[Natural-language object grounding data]
*** Begin section ***
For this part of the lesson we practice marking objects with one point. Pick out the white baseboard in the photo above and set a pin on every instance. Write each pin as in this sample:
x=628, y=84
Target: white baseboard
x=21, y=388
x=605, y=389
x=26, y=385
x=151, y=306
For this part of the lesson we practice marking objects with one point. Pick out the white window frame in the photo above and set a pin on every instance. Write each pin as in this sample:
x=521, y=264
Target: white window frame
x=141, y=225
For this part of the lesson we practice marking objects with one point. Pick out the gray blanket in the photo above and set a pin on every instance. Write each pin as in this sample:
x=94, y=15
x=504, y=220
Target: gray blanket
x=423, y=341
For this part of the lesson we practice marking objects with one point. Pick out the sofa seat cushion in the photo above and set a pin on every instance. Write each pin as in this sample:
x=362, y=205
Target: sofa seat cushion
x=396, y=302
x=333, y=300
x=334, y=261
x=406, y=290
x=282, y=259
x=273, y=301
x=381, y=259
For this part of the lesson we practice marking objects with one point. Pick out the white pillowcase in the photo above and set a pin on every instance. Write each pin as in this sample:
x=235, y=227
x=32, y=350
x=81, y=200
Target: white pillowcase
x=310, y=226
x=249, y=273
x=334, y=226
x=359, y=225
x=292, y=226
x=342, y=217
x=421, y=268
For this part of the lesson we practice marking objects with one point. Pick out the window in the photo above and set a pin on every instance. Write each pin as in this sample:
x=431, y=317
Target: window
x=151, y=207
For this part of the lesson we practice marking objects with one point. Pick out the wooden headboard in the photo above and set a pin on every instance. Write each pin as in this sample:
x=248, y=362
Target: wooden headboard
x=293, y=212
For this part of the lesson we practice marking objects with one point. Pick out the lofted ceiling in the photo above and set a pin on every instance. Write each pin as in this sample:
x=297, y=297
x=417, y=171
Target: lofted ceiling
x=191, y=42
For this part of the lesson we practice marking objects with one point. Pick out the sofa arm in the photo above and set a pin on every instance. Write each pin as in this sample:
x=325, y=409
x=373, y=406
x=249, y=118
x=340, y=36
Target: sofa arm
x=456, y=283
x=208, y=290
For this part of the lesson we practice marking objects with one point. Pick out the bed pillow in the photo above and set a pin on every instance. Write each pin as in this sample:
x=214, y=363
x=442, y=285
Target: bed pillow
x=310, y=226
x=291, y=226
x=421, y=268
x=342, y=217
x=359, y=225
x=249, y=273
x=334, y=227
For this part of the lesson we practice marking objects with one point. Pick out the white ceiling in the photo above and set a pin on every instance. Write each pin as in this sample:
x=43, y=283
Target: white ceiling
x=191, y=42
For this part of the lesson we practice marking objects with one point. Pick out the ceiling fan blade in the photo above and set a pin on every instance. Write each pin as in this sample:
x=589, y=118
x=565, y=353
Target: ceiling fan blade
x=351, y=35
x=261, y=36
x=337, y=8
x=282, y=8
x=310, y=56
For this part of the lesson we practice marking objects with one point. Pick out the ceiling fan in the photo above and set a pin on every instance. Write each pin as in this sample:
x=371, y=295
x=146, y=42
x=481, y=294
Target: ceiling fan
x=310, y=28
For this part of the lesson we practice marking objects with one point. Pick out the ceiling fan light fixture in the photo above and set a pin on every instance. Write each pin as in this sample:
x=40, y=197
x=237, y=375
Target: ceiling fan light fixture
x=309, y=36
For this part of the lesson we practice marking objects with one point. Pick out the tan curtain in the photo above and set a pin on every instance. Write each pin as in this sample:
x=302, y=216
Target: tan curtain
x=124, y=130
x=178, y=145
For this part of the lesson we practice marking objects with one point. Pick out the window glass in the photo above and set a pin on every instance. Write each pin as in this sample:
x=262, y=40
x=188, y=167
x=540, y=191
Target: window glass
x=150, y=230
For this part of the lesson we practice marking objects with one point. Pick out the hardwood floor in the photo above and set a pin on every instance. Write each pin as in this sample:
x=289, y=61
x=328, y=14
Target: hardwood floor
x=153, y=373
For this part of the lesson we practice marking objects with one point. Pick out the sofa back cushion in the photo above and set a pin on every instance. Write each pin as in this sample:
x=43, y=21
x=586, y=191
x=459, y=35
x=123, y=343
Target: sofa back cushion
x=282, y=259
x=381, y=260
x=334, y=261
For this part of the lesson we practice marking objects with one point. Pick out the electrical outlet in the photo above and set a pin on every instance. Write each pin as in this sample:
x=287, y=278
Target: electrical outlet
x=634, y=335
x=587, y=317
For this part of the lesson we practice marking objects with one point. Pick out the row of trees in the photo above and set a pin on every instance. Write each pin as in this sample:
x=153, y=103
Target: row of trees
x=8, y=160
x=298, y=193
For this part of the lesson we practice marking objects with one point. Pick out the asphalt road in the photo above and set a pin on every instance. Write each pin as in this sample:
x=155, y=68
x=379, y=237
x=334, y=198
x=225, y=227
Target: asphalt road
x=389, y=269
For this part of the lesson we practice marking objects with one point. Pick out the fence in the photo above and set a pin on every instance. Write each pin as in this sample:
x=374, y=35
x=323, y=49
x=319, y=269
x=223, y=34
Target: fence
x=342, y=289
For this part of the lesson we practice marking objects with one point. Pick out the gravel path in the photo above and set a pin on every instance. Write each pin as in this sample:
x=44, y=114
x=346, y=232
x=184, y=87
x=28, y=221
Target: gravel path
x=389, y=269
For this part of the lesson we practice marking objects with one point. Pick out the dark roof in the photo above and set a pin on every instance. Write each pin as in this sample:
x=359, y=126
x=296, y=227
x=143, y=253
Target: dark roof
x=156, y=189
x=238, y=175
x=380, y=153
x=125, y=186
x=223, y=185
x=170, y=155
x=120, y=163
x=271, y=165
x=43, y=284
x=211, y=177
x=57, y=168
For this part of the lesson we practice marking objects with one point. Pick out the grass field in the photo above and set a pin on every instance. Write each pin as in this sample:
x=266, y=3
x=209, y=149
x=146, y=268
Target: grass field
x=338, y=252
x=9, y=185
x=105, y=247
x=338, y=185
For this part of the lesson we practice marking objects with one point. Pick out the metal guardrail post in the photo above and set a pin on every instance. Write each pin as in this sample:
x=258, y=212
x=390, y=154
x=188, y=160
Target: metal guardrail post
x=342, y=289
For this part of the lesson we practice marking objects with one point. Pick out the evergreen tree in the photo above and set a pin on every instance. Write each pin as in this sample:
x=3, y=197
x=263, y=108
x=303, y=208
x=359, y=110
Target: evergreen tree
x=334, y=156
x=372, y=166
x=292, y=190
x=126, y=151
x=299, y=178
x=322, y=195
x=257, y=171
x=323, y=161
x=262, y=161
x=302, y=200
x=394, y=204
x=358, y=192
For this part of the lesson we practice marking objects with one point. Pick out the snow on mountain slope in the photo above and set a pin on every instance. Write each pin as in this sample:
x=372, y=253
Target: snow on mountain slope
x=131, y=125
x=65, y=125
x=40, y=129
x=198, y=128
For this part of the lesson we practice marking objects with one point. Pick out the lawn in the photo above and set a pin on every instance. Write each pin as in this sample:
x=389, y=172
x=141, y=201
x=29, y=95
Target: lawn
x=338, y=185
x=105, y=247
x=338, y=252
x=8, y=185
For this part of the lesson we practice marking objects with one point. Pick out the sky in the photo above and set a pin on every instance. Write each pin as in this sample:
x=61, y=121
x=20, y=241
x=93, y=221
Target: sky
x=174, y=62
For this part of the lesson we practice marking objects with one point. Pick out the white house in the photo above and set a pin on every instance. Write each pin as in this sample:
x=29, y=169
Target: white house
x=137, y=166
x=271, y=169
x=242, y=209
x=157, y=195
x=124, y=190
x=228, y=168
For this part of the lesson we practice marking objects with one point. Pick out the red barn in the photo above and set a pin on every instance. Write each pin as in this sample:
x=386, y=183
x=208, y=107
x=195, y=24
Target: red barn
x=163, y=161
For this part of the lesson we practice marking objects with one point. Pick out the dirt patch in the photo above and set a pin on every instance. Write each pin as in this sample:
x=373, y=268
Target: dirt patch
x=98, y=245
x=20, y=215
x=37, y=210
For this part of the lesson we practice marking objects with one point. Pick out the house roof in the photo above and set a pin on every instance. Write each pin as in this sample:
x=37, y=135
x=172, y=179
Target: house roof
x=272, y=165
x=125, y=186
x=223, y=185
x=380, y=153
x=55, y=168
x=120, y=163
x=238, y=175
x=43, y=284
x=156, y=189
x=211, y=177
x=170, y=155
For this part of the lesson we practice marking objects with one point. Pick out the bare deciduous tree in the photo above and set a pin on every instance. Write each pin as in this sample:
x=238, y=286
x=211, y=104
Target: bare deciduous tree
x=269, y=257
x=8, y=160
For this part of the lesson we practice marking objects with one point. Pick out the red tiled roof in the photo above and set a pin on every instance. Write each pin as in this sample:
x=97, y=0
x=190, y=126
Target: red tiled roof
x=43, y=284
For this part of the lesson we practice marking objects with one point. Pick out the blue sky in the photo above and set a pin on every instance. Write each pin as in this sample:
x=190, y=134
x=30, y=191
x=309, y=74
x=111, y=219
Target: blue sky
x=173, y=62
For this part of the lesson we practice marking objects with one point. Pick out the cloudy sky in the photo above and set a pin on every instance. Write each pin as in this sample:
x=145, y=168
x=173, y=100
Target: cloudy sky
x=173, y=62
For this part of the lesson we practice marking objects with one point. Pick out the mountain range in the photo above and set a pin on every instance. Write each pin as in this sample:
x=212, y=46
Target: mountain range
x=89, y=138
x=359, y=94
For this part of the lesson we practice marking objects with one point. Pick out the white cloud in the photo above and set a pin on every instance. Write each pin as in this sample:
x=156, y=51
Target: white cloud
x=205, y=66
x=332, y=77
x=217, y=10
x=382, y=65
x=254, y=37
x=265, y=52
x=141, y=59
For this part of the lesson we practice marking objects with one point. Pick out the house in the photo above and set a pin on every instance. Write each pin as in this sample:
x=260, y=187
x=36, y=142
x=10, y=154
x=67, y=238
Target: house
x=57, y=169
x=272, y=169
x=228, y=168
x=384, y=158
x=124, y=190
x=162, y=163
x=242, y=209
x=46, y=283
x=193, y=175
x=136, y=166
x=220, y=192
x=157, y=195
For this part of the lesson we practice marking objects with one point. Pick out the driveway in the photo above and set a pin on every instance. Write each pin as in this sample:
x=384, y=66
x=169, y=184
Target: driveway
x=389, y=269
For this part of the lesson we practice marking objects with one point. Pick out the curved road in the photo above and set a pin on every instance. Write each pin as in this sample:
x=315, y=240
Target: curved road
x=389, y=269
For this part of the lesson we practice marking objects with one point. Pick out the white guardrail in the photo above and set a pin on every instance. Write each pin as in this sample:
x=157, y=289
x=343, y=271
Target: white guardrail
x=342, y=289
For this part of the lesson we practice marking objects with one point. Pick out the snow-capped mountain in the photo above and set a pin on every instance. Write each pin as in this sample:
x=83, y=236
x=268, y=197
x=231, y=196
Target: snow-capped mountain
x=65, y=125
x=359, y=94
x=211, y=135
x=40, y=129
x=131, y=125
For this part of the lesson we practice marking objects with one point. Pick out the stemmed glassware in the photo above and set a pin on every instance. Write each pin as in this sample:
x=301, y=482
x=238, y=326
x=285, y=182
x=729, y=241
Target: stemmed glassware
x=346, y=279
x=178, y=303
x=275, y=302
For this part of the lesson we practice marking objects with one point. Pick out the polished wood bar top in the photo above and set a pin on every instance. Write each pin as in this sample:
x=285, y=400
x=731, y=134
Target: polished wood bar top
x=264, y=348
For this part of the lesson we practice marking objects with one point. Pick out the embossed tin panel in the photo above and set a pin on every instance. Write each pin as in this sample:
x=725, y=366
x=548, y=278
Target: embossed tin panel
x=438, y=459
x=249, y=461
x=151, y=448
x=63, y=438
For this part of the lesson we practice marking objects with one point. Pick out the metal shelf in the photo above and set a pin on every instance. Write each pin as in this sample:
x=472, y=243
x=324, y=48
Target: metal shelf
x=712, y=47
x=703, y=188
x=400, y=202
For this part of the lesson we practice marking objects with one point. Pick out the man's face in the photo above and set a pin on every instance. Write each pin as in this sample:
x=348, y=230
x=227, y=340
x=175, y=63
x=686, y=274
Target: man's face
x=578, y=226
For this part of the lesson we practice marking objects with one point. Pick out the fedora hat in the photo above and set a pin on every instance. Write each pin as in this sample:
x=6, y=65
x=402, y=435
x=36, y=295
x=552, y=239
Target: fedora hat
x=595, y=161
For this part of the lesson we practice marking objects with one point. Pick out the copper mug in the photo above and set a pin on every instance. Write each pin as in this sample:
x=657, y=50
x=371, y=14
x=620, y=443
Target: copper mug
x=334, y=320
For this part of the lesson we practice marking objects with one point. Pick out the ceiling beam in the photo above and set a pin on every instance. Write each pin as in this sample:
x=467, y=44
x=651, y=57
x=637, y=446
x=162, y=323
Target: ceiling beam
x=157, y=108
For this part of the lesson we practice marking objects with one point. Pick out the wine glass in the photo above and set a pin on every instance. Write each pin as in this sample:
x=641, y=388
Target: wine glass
*** End section ***
# What is expected
From the data, pick out every line that includes "wine".

# Worked solution
For this part of the lesson we practice marking objects with one point. Pick out the wine glass in the photo above and set a pin on every instance. Write each pin as in this sample:
Target: wine glass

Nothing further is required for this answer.